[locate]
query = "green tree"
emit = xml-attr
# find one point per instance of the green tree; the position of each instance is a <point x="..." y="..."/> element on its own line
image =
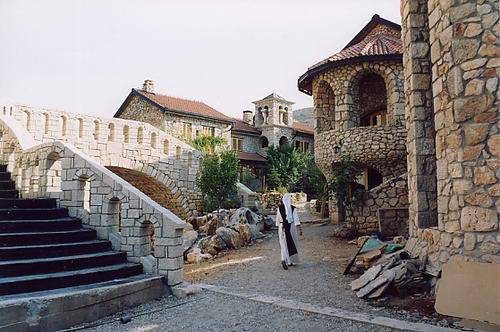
<point x="286" y="165"/>
<point x="208" y="144"/>
<point x="217" y="179"/>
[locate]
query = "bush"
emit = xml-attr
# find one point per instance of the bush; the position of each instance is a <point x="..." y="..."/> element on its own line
<point x="217" y="179"/>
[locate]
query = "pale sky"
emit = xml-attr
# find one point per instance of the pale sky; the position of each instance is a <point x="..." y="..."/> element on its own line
<point x="85" y="56"/>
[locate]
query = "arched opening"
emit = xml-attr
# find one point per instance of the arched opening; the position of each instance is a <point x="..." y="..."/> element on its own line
<point x="166" y="146"/>
<point x="140" y="135"/>
<point x="64" y="125"/>
<point x="80" y="127"/>
<point x="324" y="107"/>
<point x="283" y="140"/>
<point x="264" y="142"/>
<point x="111" y="132"/>
<point x="96" y="130"/>
<point x="177" y="152"/>
<point x="372" y="100"/>
<point x="46" y="123"/>
<point x="53" y="175"/>
<point x="153" y="140"/>
<point x="126" y="134"/>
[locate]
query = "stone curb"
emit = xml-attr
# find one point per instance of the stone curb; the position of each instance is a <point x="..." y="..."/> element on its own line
<point x="329" y="311"/>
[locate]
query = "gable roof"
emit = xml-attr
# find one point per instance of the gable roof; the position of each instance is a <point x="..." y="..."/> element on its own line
<point x="379" y="39"/>
<point x="178" y="105"/>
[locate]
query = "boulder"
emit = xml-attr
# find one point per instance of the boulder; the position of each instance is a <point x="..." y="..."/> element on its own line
<point x="229" y="236"/>
<point x="188" y="238"/>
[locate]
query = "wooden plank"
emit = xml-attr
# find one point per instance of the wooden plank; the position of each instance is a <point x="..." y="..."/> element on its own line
<point x="470" y="290"/>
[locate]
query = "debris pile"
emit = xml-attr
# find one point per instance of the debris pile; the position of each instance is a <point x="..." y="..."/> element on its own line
<point x="389" y="270"/>
<point x="206" y="236"/>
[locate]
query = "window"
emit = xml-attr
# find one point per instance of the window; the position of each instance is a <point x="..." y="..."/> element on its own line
<point x="187" y="130"/>
<point x="208" y="131"/>
<point x="237" y="144"/>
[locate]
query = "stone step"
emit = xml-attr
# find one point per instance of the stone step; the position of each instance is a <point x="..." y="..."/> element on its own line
<point x="33" y="214"/>
<point x="9" y="194"/>
<point x="19" y="226"/>
<point x="38" y="282"/>
<point x="28" y="203"/>
<point x="59" y="264"/>
<point x="53" y="250"/>
<point x="7" y="185"/>
<point x="35" y="238"/>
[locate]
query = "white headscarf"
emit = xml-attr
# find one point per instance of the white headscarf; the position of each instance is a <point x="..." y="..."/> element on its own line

++++++++++

=== Work to complete ===
Please collect every line in the entries above that contains the word "curb".

=== Result for this task ===
query = "stone curb"
# find one point per instance of the stone curb; the position of each instance is a <point x="..." y="..."/> element on its own line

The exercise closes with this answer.